> **TASK DIRECTIONS**
Quote, word for word, every line starting at the line that contains "Note: the class marks the bride in" and ending with the last line of the records; include both of these lines and no others.

:::

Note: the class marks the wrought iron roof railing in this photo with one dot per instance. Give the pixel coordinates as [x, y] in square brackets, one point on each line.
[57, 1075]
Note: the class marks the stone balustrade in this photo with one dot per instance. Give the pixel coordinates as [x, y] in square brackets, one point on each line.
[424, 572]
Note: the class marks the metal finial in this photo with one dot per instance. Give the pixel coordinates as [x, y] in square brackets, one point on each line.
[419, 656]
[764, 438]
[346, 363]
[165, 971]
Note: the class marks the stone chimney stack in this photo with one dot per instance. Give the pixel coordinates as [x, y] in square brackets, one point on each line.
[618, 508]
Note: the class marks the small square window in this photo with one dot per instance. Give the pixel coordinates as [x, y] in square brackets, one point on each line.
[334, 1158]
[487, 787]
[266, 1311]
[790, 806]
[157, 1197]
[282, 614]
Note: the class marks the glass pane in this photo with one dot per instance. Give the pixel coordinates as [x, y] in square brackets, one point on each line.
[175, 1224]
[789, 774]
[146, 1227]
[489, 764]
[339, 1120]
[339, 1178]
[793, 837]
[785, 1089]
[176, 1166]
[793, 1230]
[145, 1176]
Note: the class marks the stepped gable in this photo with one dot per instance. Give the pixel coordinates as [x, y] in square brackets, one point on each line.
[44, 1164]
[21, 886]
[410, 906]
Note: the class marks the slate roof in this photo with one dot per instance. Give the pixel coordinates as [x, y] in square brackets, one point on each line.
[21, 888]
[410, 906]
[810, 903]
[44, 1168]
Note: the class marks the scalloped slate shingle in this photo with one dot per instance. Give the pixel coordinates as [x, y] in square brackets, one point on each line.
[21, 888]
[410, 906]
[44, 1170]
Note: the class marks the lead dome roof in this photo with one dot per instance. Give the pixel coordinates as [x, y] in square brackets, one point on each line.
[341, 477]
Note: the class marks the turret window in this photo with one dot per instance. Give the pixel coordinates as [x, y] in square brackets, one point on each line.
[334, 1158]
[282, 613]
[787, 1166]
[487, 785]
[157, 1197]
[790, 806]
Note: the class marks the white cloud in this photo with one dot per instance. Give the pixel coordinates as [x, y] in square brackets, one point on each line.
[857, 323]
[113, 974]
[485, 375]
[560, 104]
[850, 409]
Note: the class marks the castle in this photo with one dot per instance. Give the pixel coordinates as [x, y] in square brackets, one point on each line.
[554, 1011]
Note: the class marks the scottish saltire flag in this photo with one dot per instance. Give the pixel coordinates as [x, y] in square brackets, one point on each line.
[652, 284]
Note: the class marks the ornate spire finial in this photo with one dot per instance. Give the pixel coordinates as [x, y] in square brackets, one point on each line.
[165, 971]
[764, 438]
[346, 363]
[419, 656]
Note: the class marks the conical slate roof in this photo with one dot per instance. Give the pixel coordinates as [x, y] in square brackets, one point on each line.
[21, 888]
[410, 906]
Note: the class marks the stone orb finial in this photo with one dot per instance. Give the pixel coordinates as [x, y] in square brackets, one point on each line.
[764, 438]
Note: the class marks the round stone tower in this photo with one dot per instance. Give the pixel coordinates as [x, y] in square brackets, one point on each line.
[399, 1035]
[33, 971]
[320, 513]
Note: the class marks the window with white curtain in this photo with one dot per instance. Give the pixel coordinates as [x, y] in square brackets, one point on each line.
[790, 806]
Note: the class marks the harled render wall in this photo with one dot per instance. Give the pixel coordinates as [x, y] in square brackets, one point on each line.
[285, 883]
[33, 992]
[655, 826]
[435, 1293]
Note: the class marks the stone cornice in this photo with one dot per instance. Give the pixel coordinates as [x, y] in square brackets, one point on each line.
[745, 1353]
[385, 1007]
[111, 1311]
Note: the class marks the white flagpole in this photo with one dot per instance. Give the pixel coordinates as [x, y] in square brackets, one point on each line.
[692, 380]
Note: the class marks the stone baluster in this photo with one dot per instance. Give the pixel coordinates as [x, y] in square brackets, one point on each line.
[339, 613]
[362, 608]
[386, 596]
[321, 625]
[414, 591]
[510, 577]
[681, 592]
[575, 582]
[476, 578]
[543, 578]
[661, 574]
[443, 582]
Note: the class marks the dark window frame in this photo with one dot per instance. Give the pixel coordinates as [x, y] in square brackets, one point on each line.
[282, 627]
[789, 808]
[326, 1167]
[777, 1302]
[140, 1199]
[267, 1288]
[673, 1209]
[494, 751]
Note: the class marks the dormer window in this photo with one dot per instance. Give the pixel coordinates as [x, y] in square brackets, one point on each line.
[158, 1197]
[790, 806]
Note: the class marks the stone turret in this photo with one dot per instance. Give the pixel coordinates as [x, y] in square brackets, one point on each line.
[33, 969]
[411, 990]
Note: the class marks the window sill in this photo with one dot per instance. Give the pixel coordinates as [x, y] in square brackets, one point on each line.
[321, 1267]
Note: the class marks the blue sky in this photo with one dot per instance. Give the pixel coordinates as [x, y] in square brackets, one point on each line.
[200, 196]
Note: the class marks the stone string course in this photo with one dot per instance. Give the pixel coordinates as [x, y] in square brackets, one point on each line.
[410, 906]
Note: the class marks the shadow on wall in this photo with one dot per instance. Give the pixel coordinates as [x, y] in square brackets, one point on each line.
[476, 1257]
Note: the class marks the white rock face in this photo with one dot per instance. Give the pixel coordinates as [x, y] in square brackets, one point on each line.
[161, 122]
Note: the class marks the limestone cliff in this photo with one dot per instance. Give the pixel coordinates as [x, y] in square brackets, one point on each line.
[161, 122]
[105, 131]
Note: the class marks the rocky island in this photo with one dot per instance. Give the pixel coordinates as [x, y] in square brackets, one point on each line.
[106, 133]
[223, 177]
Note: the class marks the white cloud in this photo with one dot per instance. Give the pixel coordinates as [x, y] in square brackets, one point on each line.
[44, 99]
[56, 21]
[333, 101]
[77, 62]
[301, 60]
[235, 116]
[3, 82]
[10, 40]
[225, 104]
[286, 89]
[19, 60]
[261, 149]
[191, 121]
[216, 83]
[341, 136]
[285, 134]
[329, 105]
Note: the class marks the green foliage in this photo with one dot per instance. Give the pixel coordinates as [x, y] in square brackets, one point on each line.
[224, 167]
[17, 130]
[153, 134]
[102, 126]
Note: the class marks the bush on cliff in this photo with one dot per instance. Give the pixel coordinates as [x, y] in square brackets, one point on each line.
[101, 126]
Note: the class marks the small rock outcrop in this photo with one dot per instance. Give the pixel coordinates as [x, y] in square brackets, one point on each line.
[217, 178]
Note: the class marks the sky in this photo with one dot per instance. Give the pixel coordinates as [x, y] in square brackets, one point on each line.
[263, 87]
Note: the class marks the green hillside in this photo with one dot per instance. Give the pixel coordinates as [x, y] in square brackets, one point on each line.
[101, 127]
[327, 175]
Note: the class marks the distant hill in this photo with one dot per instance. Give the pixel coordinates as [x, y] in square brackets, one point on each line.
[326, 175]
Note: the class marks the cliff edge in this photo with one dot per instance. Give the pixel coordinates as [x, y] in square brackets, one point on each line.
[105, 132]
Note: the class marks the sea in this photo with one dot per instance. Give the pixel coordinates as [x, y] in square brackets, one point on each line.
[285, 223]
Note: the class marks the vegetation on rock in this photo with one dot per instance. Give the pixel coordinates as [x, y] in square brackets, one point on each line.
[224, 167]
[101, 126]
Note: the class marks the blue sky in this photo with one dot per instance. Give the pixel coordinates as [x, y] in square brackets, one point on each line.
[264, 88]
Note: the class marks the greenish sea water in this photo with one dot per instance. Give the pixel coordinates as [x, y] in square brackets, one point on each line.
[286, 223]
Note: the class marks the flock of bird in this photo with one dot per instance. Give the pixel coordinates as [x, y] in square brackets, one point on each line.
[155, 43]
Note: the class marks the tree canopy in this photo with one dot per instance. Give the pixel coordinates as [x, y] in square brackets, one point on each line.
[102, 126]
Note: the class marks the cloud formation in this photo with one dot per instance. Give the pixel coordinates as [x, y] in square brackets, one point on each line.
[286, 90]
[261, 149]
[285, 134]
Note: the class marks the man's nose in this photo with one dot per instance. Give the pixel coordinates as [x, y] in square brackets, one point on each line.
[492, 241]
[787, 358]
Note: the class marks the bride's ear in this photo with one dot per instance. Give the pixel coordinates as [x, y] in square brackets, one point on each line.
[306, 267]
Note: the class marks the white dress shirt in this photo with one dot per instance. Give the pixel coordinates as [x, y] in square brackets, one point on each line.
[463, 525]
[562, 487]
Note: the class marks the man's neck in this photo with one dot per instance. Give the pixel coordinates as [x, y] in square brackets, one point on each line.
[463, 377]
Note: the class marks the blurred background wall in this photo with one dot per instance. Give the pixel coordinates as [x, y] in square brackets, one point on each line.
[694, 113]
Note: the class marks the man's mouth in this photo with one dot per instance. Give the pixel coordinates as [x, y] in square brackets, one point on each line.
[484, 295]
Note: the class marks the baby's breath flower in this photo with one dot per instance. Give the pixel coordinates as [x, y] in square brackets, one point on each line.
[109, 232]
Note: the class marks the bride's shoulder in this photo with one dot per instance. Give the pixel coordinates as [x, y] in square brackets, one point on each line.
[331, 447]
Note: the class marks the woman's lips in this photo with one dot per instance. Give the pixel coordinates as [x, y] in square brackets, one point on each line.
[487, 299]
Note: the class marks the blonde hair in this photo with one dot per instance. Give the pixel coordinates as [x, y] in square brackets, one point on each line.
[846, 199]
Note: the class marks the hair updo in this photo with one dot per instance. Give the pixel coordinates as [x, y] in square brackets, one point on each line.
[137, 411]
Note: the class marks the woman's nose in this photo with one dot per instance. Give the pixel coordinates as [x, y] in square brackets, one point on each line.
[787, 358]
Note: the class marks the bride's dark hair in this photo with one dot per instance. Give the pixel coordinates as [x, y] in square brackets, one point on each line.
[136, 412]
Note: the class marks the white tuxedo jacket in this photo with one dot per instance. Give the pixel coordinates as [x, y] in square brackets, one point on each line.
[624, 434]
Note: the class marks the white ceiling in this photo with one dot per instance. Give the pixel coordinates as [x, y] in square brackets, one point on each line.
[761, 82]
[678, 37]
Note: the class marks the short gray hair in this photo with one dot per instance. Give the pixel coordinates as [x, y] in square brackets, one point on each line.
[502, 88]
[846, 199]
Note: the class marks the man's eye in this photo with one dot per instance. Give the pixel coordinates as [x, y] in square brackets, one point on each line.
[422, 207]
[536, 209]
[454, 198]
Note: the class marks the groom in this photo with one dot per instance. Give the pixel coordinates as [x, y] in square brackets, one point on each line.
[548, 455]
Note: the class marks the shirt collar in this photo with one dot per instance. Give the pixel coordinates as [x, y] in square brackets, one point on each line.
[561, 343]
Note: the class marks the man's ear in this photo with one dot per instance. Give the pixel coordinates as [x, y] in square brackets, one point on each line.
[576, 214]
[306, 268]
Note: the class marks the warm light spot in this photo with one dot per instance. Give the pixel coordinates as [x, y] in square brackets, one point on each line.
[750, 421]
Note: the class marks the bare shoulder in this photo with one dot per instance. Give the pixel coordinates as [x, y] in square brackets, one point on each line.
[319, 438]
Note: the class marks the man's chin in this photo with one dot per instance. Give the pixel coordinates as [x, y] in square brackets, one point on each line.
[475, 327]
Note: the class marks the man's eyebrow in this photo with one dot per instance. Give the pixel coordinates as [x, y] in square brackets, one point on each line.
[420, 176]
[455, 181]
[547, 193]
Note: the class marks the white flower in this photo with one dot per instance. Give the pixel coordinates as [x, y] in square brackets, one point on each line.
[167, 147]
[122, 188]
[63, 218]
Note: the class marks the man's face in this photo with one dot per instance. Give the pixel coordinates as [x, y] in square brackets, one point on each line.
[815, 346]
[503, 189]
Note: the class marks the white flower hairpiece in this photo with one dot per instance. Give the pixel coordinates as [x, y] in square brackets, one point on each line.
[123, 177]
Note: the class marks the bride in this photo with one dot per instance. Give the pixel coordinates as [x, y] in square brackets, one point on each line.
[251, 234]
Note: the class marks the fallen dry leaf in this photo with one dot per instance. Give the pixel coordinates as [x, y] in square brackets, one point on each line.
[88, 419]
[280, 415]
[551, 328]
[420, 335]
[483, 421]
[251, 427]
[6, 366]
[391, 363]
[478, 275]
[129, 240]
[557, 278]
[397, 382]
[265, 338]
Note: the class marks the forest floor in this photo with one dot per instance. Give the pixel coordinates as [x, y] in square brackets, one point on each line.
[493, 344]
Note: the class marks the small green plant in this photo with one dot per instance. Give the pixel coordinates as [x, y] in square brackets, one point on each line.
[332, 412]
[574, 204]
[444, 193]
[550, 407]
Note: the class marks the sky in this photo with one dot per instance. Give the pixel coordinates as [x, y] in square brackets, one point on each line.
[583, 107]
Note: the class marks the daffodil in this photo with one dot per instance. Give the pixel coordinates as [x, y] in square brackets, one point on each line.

:::

> **SOLUTION**
Note: the class marks the bride in this photo with one dot per instance. Give the pixel coordinates as [x, y] in square brackets, one point on each line.
[251, 234]
Note: the class marks the fallen dry leaf in this photo with one dot per instance. Give the pixel coordinates as [x, y] in square brackets, one point on each line.
[88, 419]
[280, 415]
[551, 328]
[420, 335]
[483, 421]
[251, 427]
[6, 366]
[391, 363]
[478, 275]
[129, 240]
[557, 278]
[397, 382]
[265, 338]
Note: the class marks the forest floor in this photo with one dot per instance. Give the pixel coordinates as [x, y] in square brackets, one point on each line.
[493, 344]
Note: the class marks the small green plant in this photo with one dot per instance. Give the pixel coordinates as [x, y] in square brackets, one point on each line.
[332, 412]
[574, 204]
[444, 193]
[550, 407]
Note: the class marks the sky in this photo with one dot per instance. Give the pixel coordinates as [x, y] in square brackets, one point on each line.
[583, 107]
Note: the class marks the daffodil in this photo with one dot per instance. Give the pixel coordinates as [x, y] in square brackets, one point on each line.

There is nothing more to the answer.